[DATA ROWS]:
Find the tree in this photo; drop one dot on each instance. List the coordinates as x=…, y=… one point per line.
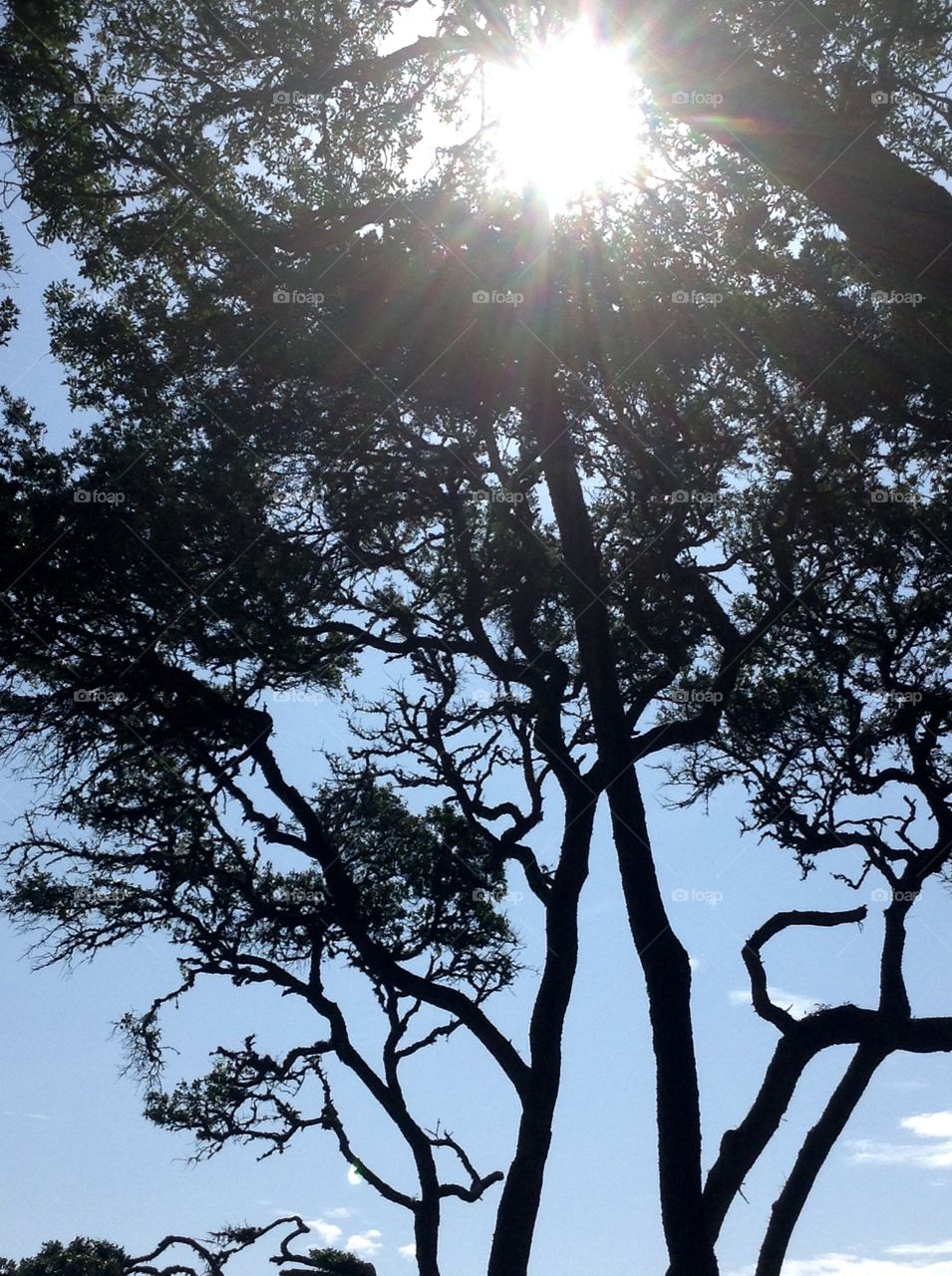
x=511, y=532
x=81, y=1257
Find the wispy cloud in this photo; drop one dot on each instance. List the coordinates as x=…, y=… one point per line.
x=850, y=1265
x=328, y=1231
x=942, y=1247
x=793, y=1002
x=934, y=1152
x=364, y=1244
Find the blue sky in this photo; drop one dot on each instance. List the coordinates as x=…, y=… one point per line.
x=80, y=1158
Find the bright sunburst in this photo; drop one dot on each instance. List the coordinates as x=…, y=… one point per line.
x=565, y=119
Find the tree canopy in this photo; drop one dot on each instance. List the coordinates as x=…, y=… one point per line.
x=682, y=494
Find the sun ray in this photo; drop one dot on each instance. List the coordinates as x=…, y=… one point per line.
x=567, y=119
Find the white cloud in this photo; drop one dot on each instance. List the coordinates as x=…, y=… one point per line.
x=930, y=1124
x=943, y=1247
x=328, y=1231
x=848, y=1265
x=364, y=1245
x=793, y=1002
x=935, y=1155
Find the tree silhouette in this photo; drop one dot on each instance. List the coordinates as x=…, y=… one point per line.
x=578, y=529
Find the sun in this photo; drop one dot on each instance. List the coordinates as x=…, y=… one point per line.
x=565, y=120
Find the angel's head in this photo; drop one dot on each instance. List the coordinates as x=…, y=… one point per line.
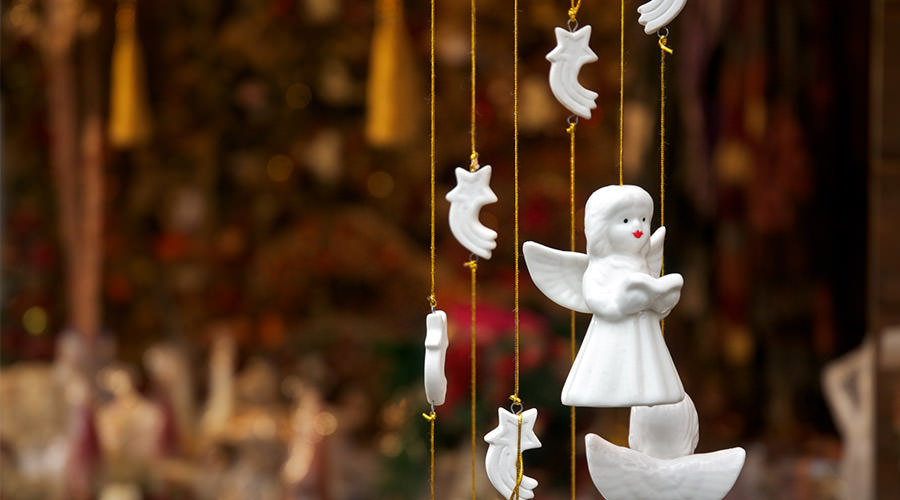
x=617, y=221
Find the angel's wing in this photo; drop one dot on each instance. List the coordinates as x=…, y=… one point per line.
x=557, y=274
x=624, y=474
x=654, y=258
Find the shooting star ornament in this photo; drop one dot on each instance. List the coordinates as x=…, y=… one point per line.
x=436, y=342
x=660, y=464
x=472, y=191
x=571, y=53
x=656, y=14
x=502, y=461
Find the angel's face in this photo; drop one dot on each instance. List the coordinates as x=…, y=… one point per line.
x=629, y=229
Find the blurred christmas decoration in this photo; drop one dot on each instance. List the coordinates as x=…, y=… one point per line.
x=394, y=91
x=129, y=108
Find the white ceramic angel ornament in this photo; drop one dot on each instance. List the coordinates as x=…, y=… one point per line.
x=623, y=360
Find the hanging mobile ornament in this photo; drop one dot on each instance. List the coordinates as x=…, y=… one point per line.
x=436, y=340
x=513, y=435
x=473, y=187
x=571, y=53
x=660, y=464
x=623, y=360
x=657, y=14
x=505, y=470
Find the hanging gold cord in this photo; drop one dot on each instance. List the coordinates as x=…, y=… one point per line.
x=663, y=49
x=573, y=11
x=621, y=91
x=520, y=466
x=432, y=299
x=432, y=416
x=473, y=166
x=571, y=131
x=473, y=267
x=515, y=396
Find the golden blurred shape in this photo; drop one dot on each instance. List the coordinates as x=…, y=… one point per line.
x=326, y=424
x=280, y=168
x=297, y=96
x=380, y=184
x=129, y=109
x=35, y=320
x=394, y=94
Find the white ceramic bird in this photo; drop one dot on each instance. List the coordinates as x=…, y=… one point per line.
x=656, y=14
x=571, y=53
x=436, y=343
x=501, y=459
x=660, y=465
x=472, y=191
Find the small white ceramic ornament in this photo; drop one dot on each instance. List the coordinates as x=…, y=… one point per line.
x=436, y=342
x=472, y=191
x=571, y=53
x=623, y=360
x=657, y=14
x=660, y=465
x=501, y=459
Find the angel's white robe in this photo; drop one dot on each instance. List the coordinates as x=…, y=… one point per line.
x=623, y=360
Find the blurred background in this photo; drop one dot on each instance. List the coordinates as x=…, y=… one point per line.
x=215, y=241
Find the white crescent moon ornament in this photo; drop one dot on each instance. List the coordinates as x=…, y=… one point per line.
x=571, y=53
x=436, y=342
x=656, y=14
x=660, y=464
x=472, y=191
x=500, y=462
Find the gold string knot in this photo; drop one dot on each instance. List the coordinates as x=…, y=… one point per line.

[EXERCISE DESCRIPTION]: Change "photo" to "image" everywhere in the material above and write it all out again, keeping everything else the same. Leave the pictures out.

[RESPONSE TO THE TASK]:
Find the tree in this image; drop one dot on each instance. List the coordinates as x=…, y=… one point per line.
x=511, y=532
x=81, y=1257
Find the wispy cloud in this image; drop one dot on each instance. List the coordinates as x=…, y=… one point per line.
x=850, y=1265
x=328, y=1231
x=942, y=1247
x=793, y=1002
x=934, y=1152
x=364, y=1244
Find the blue sky in this image; drop one dot on each instance. List the coordinates as x=…, y=… one point per line.
x=80, y=1158
Find the bright sunburst in this image; drop one dot on each instance. List the coordinates as x=…, y=… one point per line.
x=565, y=119
Find the tree canopy in this image; drop one dot on each instance. List the coordinates as x=…, y=… one point per line.
x=682, y=494
Find the sun ray in this image; drop one dot on each instance. List the coordinates as x=…, y=… one point per line.
x=567, y=119
Find the white cloud in this image; drop one dot on each instance. List the coordinates as x=…, y=… one point per line.
x=930, y=1124
x=943, y=1247
x=328, y=1231
x=848, y=1265
x=364, y=1245
x=793, y=1002
x=935, y=1155
Find the tree silhouette in this image; drop one dot on each instance. List the coordinates as x=…, y=… one point per line.
x=578, y=529
Find the sun in this image; drop one dot on each instance. List the coordinates as x=…, y=… one point per line.
x=565, y=120
Find the angel's head in this image; drop one dot on each instance. List the coordinates as x=…, y=… one point per line.
x=617, y=221
Find the angel's wing in this image; drop one dot on each instance. List the coordinates as x=…, y=… one point per line.
x=557, y=274
x=624, y=474
x=654, y=258
Find the shooting star ornament in this image; drop one dot on each instance. List the coordinates as x=…, y=… one point per line.
x=436, y=342
x=660, y=464
x=472, y=191
x=571, y=53
x=656, y=14
x=502, y=461
Find the angel's face in this image; drop one dot on each instance. List the coordinates as x=…, y=… one point per line.
x=629, y=229
Find the blurred christmas decoration in this image; drop one dot on each instance. List the coordinates as x=…, y=… one point per line.
x=394, y=91
x=129, y=108
Find the white ceramic angel ornament in this image; drop one dot on each instance. List the coordinates as x=…, y=… one point per line.
x=623, y=360
Find the hanging mobile ornament in this image; drop one dot on each instance. List the coordinates as x=…, y=… one point per line.
x=436, y=340
x=513, y=435
x=473, y=187
x=571, y=53
x=660, y=464
x=623, y=360
x=657, y=14
x=505, y=470
Find the hanging gold cord in this image; drop one dot on each instance. List the coordinates as x=…, y=… one point per line.
x=663, y=49
x=573, y=11
x=621, y=91
x=520, y=466
x=432, y=299
x=432, y=416
x=473, y=166
x=571, y=131
x=473, y=267
x=515, y=396
Find the golden blurred shape in this image; drop one dot on each instance. List the coordinates as x=…, y=… one point per line.
x=326, y=424
x=280, y=168
x=297, y=96
x=380, y=184
x=129, y=109
x=35, y=320
x=394, y=94
Find the white ceramic bird in this image; drop one dot on each instance. List the coordinates as x=…, y=… one point per line.
x=656, y=14
x=571, y=53
x=436, y=343
x=501, y=459
x=660, y=465
x=472, y=191
Find the small white ceramic ornament in this image; drop one dot on each instance. List the coordinates as x=…, y=… one point per line.
x=436, y=342
x=472, y=191
x=571, y=53
x=623, y=360
x=657, y=14
x=660, y=465
x=501, y=459
Find the angel's white robe in this image; drop one dot on each instance. List the coordinates as x=…, y=… one point per line.
x=623, y=360
Find the blurred background in this image; drop one dot on each instance. List the coordinates as x=…, y=… one point per line.
x=215, y=241
Find the white crescent moon ornament in this image; drop one dot on each instance. List the coordinates as x=…, y=… one point per line.
x=571, y=53
x=436, y=342
x=656, y=14
x=660, y=464
x=472, y=191
x=500, y=462
Find the gold string knot in this image; drop one dot on each instance. List the coordinates as x=…, y=… one point per line.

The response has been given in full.